Listed records start

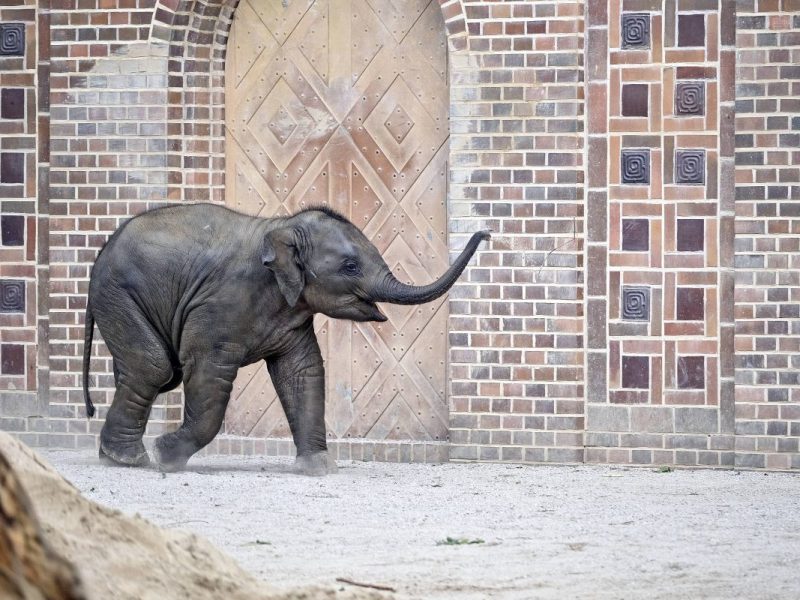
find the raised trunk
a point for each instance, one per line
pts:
(396, 292)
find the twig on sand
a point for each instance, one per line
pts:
(383, 588)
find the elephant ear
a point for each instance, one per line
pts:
(281, 254)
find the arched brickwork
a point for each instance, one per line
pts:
(197, 34)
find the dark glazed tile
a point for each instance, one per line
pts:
(635, 303)
(636, 235)
(690, 166)
(12, 39)
(691, 372)
(635, 166)
(635, 100)
(12, 103)
(636, 372)
(691, 234)
(690, 304)
(12, 295)
(691, 30)
(690, 98)
(12, 357)
(12, 167)
(13, 228)
(635, 30)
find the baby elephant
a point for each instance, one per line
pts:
(192, 293)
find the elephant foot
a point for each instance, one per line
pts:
(129, 455)
(171, 452)
(316, 464)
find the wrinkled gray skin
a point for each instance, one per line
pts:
(191, 293)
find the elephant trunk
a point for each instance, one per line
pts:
(395, 292)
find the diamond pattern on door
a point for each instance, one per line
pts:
(349, 108)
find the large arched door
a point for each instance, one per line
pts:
(345, 103)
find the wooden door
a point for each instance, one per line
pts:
(345, 103)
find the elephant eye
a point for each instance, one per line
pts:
(350, 267)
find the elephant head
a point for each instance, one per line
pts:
(322, 256)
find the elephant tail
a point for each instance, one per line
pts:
(87, 355)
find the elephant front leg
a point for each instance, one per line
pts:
(299, 378)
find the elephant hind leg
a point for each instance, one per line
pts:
(207, 388)
(141, 368)
(121, 437)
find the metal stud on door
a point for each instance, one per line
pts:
(346, 103)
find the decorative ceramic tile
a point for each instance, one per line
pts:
(12, 103)
(690, 166)
(690, 304)
(12, 295)
(691, 234)
(636, 235)
(635, 165)
(12, 39)
(691, 372)
(13, 230)
(12, 359)
(635, 303)
(635, 30)
(690, 98)
(692, 30)
(12, 167)
(635, 99)
(636, 372)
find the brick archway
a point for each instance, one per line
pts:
(196, 32)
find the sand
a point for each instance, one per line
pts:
(127, 557)
(547, 532)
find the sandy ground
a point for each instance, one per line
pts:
(547, 532)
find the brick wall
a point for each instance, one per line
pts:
(124, 110)
(516, 337)
(659, 266)
(23, 202)
(768, 234)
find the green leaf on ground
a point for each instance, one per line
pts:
(451, 541)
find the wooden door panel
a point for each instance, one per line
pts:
(345, 103)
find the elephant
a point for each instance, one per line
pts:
(191, 293)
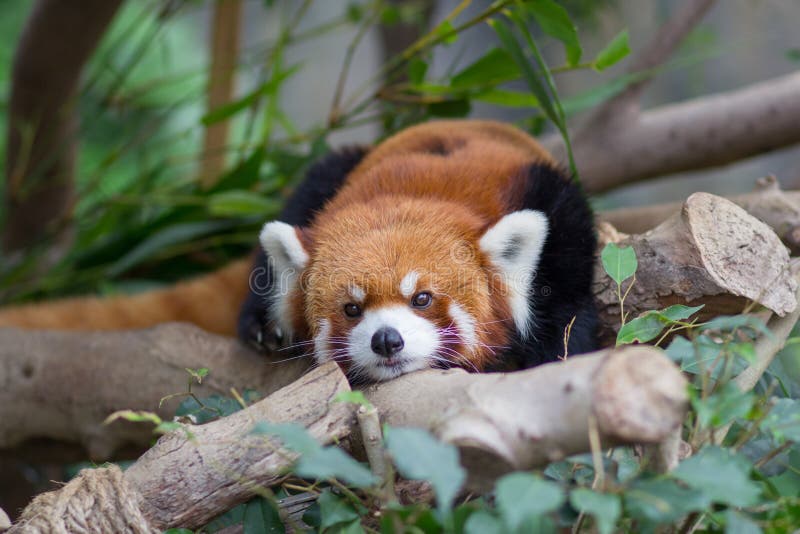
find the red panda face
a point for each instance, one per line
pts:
(398, 285)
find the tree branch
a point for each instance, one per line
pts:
(778, 209)
(498, 421)
(698, 134)
(711, 252)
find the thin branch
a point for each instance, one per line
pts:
(697, 134)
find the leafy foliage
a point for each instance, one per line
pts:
(144, 219)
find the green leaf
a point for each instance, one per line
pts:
(661, 500)
(270, 87)
(642, 329)
(354, 397)
(450, 108)
(239, 202)
(737, 523)
(332, 462)
(522, 496)
(496, 66)
(555, 21)
(503, 97)
(261, 517)
(164, 238)
(783, 420)
(416, 70)
(721, 475)
(605, 508)
(420, 456)
(617, 49)
(725, 405)
(482, 522)
(529, 74)
(335, 510)
(294, 436)
(619, 263)
(243, 175)
(680, 350)
(353, 527)
(447, 32)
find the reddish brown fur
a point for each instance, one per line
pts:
(432, 189)
(210, 301)
(421, 201)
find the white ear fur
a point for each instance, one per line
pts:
(282, 245)
(514, 245)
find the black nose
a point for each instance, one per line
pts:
(387, 341)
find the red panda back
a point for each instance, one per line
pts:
(471, 163)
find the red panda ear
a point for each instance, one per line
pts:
(514, 245)
(283, 247)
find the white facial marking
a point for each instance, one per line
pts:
(287, 258)
(465, 323)
(420, 343)
(514, 245)
(409, 283)
(322, 348)
(357, 293)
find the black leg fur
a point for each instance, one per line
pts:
(321, 182)
(562, 287)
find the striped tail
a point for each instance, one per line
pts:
(211, 302)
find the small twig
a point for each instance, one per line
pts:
(370, 425)
(664, 456)
(597, 454)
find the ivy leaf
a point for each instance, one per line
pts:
(642, 329)
(678, 312)
(614, 51)
(605, 508)
(721, 475)
(748, 323)
(555, 21)
(725, 405)
(522, 496)
(662, 500)
(783, 420)
(335, 510)
(736, 523)
(650, 324)
(619, 263)
(420, 456)
(261, 517)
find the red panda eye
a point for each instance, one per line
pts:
(352, 310)
(422, 300)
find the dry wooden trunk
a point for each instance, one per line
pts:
(499, 422)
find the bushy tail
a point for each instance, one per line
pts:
(210, 302)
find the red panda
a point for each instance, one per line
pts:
(452, 243)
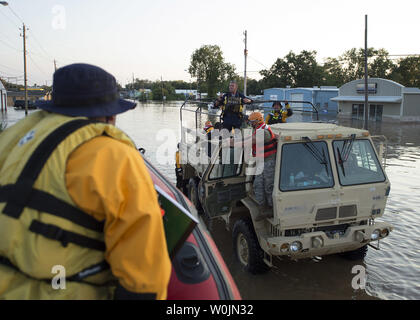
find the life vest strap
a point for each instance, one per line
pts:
(21, 194)
(65, 237)
(78, 277)
(45, 202)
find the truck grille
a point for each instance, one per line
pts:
(348, 211)
(326, 214)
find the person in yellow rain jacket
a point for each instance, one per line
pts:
(79, 216)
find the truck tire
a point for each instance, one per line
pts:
(246, 247)
(357, 254)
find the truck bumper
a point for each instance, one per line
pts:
(319, 244)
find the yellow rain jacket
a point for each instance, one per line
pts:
(76, 194)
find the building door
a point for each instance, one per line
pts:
(297, 97)
(375, 112)
(358, 111)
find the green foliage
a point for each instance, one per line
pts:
(295, 70)
(407, 72)
(208, 66)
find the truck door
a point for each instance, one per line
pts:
(223, 182)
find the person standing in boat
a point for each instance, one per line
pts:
(266, 151)
(279, 115)
(79, 214)
(232, 105)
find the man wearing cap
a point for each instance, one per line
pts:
(232, 107)
(79, 216)
(279, 115)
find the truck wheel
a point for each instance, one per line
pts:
(246, 247)
(193, 194)
(357, 254)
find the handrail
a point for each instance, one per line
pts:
(198, 110)
(290, 101)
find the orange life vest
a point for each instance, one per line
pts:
(270, 147)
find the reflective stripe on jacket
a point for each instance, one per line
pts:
(41, 227)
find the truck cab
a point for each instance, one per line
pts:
(329, 188)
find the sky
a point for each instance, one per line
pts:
(155, 39)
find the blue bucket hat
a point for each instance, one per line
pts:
(85, 90)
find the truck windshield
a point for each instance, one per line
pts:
(301, 169)
(361, 165)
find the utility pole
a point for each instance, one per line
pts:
(366, 80)
(246, 55)
(24, 69)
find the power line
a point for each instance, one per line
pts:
(13, 69)
(36, 65)
(10, 8)
(8, 18)
(8, 45)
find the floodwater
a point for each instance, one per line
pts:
(393, 272)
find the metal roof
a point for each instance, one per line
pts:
(313, 129)
(386, 99)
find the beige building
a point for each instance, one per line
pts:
(388, 100)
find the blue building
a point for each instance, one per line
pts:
(320, 97)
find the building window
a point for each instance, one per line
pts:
(375, 112)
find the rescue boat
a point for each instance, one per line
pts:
(198, 269)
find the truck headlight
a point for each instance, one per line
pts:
(317, 242)
(359, 236)
(284, 247)
(296, 246)
(375, 234)
(384, 233)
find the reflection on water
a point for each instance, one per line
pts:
(392, 272)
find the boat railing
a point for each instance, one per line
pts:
(196, 107)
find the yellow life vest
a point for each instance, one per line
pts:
(41, 228)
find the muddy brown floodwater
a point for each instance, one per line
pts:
(393, 272)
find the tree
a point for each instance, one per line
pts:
(351, 66)
(407, 72)
(208, 66)
(295, 70)
(160, 89)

Listed records end

= Task to complete =
Copy all of the entries above word for word, leaving out the pictures.

= Written reply =
find the raised trunk
a point for each instance, one per line
pts:
(396, 292)
find the twig on sand
a point for each instance, one per line
pts:
(383, 588)
find the elephant ear
a point for each instance, one per line
pts:
(281, 254)
find the arched brickwork
a point for each instance, one per line
pts:
(197, 34)
find the dark glazed tile
a point for each instance, one per line
pts:
(635, 303)
(636, 235)
(690, 166)
(12, 39)
(691, 372)
(635, 166)
(635, 100)
(12, 103)
(636, 372)
(691, 234)
(690, 304)
(12, 295)
(691, 30)
(690, 98)
(12, 357)
(12, 167)
(13, 228)
(635, 30)
find the baby elephant
a point for each instance, one per line
pts:
(192, 293)
find the elephant foot
a point for each instance, one per line
pts:
(129, 455)
(171, 452)
(316, 464)
find the wrinkled gray skin
a point for each instance, one per line
pts:
(191, 293)
find the elephant trunk
a point for each instance, one per line
pts:
(395, 292)
find the diamond pattern on door
a point for each instance, one per line
pts:
(349, 108)
find the large arched door
a point for each instance, one per line
pts:
(345, 103)
find the wooden door
a point for each instance, one per line
pts:
(345, 103)
find the elephant eye
a point for each instance, one per line
pts:
(350, 267)
find the elephant head
a point for each instance, one per line
pts:
(322, 256)
find the elephant tail
a point for each instance, one per line
pts:
(87, 355)
find the elephant front leg
a point for each instance, one per line
pts:
(299, 378)
find the elephant hind leg
a point for each instance, one per line
pts:
(207, 388)
(141, 368)
(121, 437)
find the metal stud on door
a point for each instance, one per line
pts:
(346, 103)
find the decorative ceramic tile
a point for each instance, one per line
pts:
(12, 103)
(690, 166)
(690, 304)
(12, 295)
(691, 234)
(636, 235)
(635, 165)
(12, 39)
(691, 372)
(13, 230)
(12, 359)
(635, 303)
(635, 30)
(690, 98)
(692, 30)
(12, 167)
(635, 99)
(636, 372)
find the brick archway
a point for each instance, one per line
pts:
(196, 32)
find the sand
a point for each instance, one per line
pts:
(127, 557)
(547, 532)
find the sandy ground
a point for each instance, one per line
pts:
(547, 532)
find the brick wall
a point for each instance, one per line
pts:
(124, 110)
(516, 337)
(659, 266)
(23, 202)
(768, 234)
find the green leaf on ground
a point for each instance, one per line
pts:
(451, 541)
find the wooden door panel
a point for each instance, one per line
pts:
(345, 103)
find the elephant
a point for each instance, one per line
pts:
(191, 293)
find the red panda face
a point for each instance, one per line
pts:
(398, 285)
find the tree branch
a point for each instance, one per line
pts:
(778, 209)
(498, 421)
(698, 134)
(711, 252)
find the thin branch
a point for each instance, one per line
pts:
(697, 134)
find the leafy foliage
a point for each instance, one per line
pts:
(144, 219)
find the green leaf
a point for each instance, one per line
pts:
(661, 500)
(270, 87)
(642, 329)
(354, 397)
(450, 108)
(239, 202)
(737, 523)
(332, 462)
(522, 496)
(496, 66)
(555, 21)
(503, 97)
(261, 517)
(164, 238)
(783, 420)
(416, 70)
(721, 475)
(605, 508)
(420, 456)
(617, 49)
(725, 405)
(482, 522)
(529, 74)
(335, 510)
(294, 436)
(619, 263)
(243, 175)
(680, 350)
(353, 527)
(447, 32)
find the reddish brown fur
a point for each instance, one per line
pts:
(432, 189)
(210, 301)
(421, 201)
find the white ear fur
a point for each instance, one per line
pts:
(282, 245)
(514, 245)
find the black nose
a point for each instance, one per line
pts:
(387, 341)
find the red panda back
a point for each instance, one per line
pts:
(471, 163)
find the red panda ear
a point for each instance, one per line
pts:
(514, 245)
(283, 247)
find the white facial marking
a point for each instance, one per line
pts:
(287, 258)
(465, 323)
(420, 343)
(514, 245)
(409, 283)
(322, 348)
(357, 293)
find the black leg fur
a point for each instance, one per line
pts:
(321, 182)
(562, 287)
find the striped tail
a point for each instance, one per line
pts:
(211, 302)
find the small twig
a point for each instance, one per line
pts:
(370, 425)
(664, 456)
(597, 454)
find the ivy leaf
a point for each instance, one per line
pts:
(642, 329)
(678, 312)
(614, 51)
(605, 508)
(721, 475)
(748, 323)
(555, 21)
(725, 405)
(522, 496)
(662, 500)
(783, 420)
(335, 510)
(736, 523)
(650, 324)
(619, 263)
(420, 456)
(261, 517)
find the red panda eye
a point for each instance, one per line
pts:
(352, 310)
(422, 300)
find the dry wooden trunk
a point for each instance, one per line
pts:
(499, 422)
find the bushy tail
a point for each instance, one per line
pts:
(210, 302)
find the red panda
a point for each instance, one per line
pts:
(452, 243)
find the life vest strap
a point for each instance, one per line
pts:
(21, 194)
(65, 237)
(78, 277)
(45, 202)
find the truck grille
a point for each instance, one per line
pts:
(348, 211)
(326, 214)
find the person in yellow rain jacket
a point for each instance, one per line
pts:
(79, 216)
find the truck tire
a point for each instance, one per line
pts:
(246, 247)
(357, 254)
find the truck bumper
a point for each instance, one per line
pts:
(319, 244)
find the yellow rain jacket
a point for each instance, one per line
pts:
(76, 194)
find the building door
a point for each instance, one per line
pts:
(297, 97)
(375, 112)
(358, 111)
find the green foliage
a point for each instance, one per line
pts:
(295, 70)
(407, 72)
(208, 66)
find the truck door
a point for each instance, one per line
pts:
(223, 182)
find the person standing in boat
a point for each instance, one per line
pts:
(266, 151)
(279, 115)
(79, 214)
(232, 105)
find the man wearing cap
a point for each instance, one per line
pts:
(232, 107)
(79, 216)
(279, 115)
find the truck wheel
a point for each instance, one per line
pts:
(246, 247)
(193, 194)
(357, 254)
find the handrail
a point for each instance, one per line
pts:
(198, 110)
(290, 101)
find the orange life vest
a point for each instance, one per line
pts:
(270, 147)
find the reflective stripe on jacket
a point for each instance, one per line
pts:
(41, 227)
find the truck cab
a point for each instance, one per line
pts:
(329, 188)
find the sky
a point for each instance, one per line
pts:
(155, 39)
find the blue bucket hat
a point for each instance, one per line
pts:
(85, 90)
find the truck windshield
a point for each instance, one per line
pts:
(301, 169)
(361, 165)
find the utility pole
a point for each instance, one per line
pts:
(366, 80)
(246, 55)
(24, 69)
find the power line
a point for each instance, one per line
pts:
(13, 69)
(36, 65)
(10, 8)
(8, 18)
(8, 45)
find the floodwater
a point for each instance, one per line
pts:
(393, 272)
find the metal roof
a point for each instance, one per line
pts:
(313, 129)
(386, 99)
find the beige building
a point for each instance, one per line
pts:
(388, 100)
find the blue building
a point for each instance, one per line
pts:
(320, 97)
find the building window
a point for each instance, one per line
pts:
(375, 112)
find the rescue boat
a point for each instance, one per line
pts:
(198, 269)
find the truck headlight
a point for each instance, one per line
pts:
(317, 242)
(359, 236)
(284, 247)
(296, 246)
(375, 234)
(384, 233)
find the reflection on water
a point for each instance, one per line
pts:
(392, 272)
find the boat railing
a point for each instance, one per line
pts:
(196, 107)
find the yellow life vest
a point for each instance, one per line
pts:
(41, 228)
find the muddy brown floodwater
a point for each instance, one per line
pts:
(393, 272)
find the tree
a point for each instance, one per line
pts:
(351, 66)
(407, 72)
(208, 66)
(295, 70)
(160, 89)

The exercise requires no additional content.